- Problems to work on:
a) In the passage on small heat shock proteins, how many sHsps are found in Homo sapiens?
b) Extend the passage on small heat shock proteins, starting after its final sentence.

- Supplied text:
========================================
Escherichia coli is an important industrial microorganism that is most widely used for recombinant protein production (reviewed in Jana and Deb, 2005). However, during mass production, bacterial cell growth can be hindered by a number of factors. For example, elevated temperatures in bioprocesses can lead to denaturation of cellular and/or recombinant proteins (Mordukhova et al., 2008). Furthermore, the agitation of the cell culture can introduce gases that cause foaming, which can adversely affect bacterial cell growth and recombinant protein expression (Routledge, 2012). To inhibit the formation of foam, antifoams are routinely added to culture media. However, they can change cellular membrane permeability resulting in decreased cell growth.
In the present study, we aimed to recombine a small heat shock protein gene, Hsp17.7, from carrot (D. carota ‘Mussangochon’) into the E. coli chromosome to increase the tolerance to adverse cultural conditions. Small heat shock proteins (sHsps; 12–42 kDa in size) are found in virtually all living organisms during heat and other abiotic stress (Haslbeck and Vierling, 2015). They form oligomeric complexes that consist of 12 to 24 subunits (Haslbeck et al., 2005). On exposure to stressful conditions, sHsps are dissociated into dimers and bind to protein substrates. Their primary function is that of a molecular chaperone that binds to partially unfolded protein substrates and prevents further denaturation and/or promotes correct refolding of the substrates. One of the characteristic structural features of sHsps is that they contain a conserved α-crystallin domain at the C-terminal end that plays important roles in oligomeric complex formation and molecular chaperone activity (Waters, 2013). The α- and β-crystallins are major proteins in the vertebrate eye lens, where they increase the refractive index and also play a protective role (Slingsby et al., 2013).
Plants have the greatest numbers of sHsps among all other organisms. There are 2 sHsps in Archaea, 2 in E. coli, 2 in Saccharomyces cerevisiae, 10 in Homo sapiens, and 16 in Caenorhabditis elegans (Haslbeck et al., 2005). However, there are more than 30 different sHsp genes in plants (Waters, 2013). Considering the sessile nature of plants, it is possible that diverse sHsps provide additional protection to plants against heat and other abiotic stress. Accordingly, plant sHsps can be valuable genetic resources to be used in the development of transgenic organisms with enhanced stress tolerance.
Hsp17.7 from carrot (D. carota), a model protein in this study, has been successfully used to develop transgenic organisms with improved stress tolerance: transgenic carrot cell lines (Malik et al., 1999) and potato plants (Ahn and Zimmerman, 2006) overexpressing Hsp17.7 exhibit enhanced tolerance to heat stress. Transgenic E. coli containing and expressing an Hsp17.7 gene in a bacterial plasmid vector exhibit improved cell viability and soluble protein levels under heat (Kim and Ahn, 2009) and other abiotic stress (Lee and Ahn, 2013; Song and Ahn, 2010).
========================================
- Data extract:
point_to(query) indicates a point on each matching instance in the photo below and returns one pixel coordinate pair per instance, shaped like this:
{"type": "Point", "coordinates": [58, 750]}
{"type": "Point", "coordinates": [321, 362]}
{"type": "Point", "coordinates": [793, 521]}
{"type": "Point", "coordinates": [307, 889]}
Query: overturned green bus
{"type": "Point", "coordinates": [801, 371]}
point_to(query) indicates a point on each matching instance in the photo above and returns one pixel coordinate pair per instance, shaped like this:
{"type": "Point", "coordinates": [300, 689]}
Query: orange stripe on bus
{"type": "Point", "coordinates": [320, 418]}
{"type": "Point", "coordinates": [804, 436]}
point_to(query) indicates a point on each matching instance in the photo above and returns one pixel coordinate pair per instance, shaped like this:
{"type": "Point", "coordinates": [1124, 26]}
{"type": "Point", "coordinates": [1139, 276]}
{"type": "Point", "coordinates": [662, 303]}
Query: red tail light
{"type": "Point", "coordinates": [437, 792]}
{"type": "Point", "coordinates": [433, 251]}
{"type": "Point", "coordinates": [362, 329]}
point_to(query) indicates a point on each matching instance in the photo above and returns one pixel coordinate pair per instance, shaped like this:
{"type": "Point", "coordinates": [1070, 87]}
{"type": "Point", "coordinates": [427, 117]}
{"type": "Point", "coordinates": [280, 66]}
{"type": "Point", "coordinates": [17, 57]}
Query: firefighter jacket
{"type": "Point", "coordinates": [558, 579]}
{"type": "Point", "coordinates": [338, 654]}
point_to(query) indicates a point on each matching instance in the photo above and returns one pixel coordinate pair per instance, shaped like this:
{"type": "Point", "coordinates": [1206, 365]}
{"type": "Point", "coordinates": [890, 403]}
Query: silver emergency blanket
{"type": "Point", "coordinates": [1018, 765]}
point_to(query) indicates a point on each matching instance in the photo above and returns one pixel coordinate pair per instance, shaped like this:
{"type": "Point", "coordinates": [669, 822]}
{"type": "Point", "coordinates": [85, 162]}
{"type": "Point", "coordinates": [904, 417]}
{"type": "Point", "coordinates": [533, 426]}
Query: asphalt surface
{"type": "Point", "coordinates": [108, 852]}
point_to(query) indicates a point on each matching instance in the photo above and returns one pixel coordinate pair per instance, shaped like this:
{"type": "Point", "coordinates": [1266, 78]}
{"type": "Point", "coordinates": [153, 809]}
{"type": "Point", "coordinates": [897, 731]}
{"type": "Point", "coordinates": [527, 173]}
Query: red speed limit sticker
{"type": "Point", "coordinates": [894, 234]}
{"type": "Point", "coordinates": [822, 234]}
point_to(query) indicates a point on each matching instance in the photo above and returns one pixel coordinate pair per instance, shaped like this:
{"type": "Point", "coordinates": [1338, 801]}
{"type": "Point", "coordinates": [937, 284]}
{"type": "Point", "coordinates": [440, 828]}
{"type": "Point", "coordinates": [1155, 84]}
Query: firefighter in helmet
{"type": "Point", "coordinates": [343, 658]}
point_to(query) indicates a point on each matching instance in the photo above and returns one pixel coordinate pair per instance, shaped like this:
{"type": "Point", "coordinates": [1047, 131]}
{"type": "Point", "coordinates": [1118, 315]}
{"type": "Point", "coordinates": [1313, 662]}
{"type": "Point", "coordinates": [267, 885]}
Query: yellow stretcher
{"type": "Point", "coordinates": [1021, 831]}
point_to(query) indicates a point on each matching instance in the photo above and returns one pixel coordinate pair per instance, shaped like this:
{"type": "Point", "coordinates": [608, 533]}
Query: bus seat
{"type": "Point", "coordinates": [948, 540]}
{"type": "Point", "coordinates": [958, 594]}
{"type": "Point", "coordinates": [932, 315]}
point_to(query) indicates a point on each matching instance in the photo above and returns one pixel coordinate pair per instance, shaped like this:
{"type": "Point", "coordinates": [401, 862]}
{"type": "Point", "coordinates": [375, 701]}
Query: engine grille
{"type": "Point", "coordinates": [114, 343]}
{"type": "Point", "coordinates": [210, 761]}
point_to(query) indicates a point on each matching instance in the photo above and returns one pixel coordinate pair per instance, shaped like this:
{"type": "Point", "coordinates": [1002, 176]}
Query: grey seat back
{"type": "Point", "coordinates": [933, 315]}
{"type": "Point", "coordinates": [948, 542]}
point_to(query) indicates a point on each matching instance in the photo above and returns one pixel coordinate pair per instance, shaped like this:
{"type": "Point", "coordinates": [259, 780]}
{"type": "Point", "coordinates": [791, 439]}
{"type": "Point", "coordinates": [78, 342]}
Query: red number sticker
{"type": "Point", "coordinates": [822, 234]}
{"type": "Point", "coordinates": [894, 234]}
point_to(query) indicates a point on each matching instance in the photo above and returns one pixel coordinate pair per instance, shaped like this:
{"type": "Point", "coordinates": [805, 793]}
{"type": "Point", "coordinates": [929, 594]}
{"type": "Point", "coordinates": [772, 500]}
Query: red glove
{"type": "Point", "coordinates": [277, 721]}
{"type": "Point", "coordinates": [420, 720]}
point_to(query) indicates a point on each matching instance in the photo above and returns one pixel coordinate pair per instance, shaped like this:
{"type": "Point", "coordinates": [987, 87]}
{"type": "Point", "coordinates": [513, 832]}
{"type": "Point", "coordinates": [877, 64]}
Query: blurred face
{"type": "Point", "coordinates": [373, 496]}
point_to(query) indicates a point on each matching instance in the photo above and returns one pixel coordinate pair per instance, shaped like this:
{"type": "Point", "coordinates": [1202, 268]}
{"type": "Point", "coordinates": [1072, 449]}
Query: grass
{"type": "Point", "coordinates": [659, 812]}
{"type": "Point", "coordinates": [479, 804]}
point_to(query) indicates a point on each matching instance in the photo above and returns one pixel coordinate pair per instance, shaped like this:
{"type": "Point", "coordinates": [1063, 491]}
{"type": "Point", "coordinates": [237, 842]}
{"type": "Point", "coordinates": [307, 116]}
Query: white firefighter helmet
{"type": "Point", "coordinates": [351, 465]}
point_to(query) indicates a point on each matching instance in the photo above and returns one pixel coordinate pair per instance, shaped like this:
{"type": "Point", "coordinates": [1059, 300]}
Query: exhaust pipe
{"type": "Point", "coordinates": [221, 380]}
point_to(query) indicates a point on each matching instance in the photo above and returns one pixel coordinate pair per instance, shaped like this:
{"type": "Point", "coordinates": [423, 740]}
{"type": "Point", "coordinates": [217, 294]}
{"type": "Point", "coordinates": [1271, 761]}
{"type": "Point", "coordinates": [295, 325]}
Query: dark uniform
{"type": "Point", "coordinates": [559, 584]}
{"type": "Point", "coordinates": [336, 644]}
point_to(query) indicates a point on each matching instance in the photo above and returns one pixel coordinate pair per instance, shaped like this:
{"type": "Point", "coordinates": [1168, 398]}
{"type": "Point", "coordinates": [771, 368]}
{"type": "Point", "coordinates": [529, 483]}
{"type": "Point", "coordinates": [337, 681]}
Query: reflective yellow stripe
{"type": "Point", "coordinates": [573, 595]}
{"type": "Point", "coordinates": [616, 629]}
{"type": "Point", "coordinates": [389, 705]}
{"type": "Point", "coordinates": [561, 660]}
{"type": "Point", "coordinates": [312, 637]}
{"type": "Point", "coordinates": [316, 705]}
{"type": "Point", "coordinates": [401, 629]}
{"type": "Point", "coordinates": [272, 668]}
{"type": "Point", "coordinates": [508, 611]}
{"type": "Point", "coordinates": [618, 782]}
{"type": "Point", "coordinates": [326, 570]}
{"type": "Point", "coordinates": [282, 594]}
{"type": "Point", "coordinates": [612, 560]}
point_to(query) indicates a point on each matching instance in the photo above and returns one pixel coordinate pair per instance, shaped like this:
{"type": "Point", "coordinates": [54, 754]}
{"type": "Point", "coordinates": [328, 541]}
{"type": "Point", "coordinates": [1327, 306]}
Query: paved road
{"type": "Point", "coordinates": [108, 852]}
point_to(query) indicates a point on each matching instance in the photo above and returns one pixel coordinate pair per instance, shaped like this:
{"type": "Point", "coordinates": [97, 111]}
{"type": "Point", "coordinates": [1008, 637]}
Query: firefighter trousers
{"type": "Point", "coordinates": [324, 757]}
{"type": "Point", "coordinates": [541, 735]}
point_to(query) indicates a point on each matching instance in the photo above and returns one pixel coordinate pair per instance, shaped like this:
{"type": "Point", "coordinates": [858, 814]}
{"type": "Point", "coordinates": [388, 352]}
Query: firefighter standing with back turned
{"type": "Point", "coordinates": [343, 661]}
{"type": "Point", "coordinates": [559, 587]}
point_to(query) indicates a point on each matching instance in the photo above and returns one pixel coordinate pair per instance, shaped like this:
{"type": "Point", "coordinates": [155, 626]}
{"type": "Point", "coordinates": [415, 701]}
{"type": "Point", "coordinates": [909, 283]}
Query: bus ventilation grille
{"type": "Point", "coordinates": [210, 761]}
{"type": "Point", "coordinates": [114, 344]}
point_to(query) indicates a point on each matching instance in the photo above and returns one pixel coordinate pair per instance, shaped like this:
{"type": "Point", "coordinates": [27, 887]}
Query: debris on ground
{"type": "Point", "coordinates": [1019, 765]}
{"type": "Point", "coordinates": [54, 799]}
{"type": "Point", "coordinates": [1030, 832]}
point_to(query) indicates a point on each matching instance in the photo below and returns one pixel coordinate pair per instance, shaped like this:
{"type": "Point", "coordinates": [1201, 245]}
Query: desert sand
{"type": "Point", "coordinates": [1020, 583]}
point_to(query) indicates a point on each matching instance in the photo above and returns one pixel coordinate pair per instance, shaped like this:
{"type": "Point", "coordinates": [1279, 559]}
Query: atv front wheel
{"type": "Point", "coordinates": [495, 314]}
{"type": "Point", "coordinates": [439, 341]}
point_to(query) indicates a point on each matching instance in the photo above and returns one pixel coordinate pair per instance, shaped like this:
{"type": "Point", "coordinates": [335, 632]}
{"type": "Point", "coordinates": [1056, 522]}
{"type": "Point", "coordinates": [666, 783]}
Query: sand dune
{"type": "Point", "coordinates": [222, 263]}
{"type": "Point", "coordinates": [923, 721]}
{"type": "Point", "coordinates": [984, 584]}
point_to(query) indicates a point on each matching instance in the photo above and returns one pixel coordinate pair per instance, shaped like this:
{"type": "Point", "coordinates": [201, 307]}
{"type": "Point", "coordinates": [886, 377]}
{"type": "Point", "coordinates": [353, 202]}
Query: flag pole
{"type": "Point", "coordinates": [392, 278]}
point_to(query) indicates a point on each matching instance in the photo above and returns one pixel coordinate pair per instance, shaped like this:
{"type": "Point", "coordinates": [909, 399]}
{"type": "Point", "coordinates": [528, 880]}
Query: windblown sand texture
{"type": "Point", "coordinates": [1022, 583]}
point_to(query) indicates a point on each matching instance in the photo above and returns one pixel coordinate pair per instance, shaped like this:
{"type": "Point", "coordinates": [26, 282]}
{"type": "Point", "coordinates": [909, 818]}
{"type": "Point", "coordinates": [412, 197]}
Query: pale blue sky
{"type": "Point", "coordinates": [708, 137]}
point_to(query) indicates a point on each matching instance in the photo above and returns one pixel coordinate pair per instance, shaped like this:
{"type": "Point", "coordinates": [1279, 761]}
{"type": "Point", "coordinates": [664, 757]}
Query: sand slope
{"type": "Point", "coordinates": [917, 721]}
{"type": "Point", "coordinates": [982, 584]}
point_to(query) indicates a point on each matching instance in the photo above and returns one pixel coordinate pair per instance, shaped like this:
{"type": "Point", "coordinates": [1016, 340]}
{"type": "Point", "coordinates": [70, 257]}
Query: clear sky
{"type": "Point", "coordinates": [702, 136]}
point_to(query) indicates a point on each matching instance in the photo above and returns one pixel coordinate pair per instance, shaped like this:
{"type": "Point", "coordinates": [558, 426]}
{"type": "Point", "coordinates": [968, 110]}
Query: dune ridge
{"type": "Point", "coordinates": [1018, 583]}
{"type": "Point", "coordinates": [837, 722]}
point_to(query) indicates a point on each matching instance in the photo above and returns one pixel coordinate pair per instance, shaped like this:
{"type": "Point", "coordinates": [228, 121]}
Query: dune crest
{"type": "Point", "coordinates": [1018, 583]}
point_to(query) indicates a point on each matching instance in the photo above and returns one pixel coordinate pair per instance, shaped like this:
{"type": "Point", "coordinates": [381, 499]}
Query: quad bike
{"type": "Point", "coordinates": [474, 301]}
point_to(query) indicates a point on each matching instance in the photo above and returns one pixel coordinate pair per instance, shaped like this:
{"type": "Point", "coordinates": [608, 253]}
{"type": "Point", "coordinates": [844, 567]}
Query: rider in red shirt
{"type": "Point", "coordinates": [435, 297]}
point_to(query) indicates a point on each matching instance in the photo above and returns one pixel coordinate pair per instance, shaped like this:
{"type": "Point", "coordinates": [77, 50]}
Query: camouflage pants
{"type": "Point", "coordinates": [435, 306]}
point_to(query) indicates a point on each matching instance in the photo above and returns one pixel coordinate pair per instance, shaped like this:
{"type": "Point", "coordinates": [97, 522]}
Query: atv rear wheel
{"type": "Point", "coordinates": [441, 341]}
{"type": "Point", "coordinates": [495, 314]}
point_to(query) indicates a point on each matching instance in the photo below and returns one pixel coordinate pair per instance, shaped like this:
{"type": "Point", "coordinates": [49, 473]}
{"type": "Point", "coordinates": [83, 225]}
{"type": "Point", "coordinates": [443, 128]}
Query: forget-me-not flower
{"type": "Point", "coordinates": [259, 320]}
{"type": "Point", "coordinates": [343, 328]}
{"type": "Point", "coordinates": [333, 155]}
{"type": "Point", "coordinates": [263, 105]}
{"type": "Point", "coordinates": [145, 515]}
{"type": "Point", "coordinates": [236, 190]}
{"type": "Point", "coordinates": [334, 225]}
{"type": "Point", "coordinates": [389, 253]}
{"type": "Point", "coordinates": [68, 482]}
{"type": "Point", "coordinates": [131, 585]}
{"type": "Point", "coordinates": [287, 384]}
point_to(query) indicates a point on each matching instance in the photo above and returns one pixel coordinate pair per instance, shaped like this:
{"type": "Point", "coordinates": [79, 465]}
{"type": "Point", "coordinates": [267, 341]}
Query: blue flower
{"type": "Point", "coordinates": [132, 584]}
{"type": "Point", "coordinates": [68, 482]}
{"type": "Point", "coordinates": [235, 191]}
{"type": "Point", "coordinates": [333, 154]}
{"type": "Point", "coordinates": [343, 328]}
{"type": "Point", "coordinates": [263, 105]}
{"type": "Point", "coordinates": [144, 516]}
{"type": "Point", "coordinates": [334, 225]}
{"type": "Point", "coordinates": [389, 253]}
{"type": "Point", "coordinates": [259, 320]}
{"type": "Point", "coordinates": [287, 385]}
========================================
- Results for each task:
a) 10

b)
Rather than using episomal expression vectors, such as plasmids, in this study, we introduced an Hsp17.7 gene into the E. coli genome using RedE/RedT-mediated homologous recombination (Zhang et al., 2000). The insertion of a recombinant gene directly into the genome of the target organism has advantages over the use of episomal vectors: it provides experimental simplicity without having to undergo DNA restriction enzyme digestion and/or DNA ligation steps, which are prone to errors and DNA damage (Jacobus and Gross, 2015). Second, plasmids can carry up to 15 kb (Casali and Preston, 2003). However, DNA insert for homologous recombination can be generated by PCR without limitations on DNA sequences or sizes. Third, “plasmid instability” can cause losses in recombinant protein production (Friehs, 2004): the sequences of plasmids can be changed during replication, leading to possible losses in recombinant protein production and/or fragmented proteins. In general, plasmids are burdensome for the bacterial cells because plasmid maintenance and replication requires energy of the host cells (Silva et al., 2012). Accordingly, there is a preference toward plasmid free cells during cultivation, which will lead to decreased production of recombinant proteins. Accordingly, direct targeting of the E. coli chromosome appears to be an efficient alternative to using plasmid vectors. By selecting proper promoters, one can control the conditions of recombinant gene expression between inducible and constitutive modes. We examined whether transformed E. coli containing an Hsp17.7 gene in its genome could be expressed by an E. coli promoter and increase cell viability under adverse culture conditions.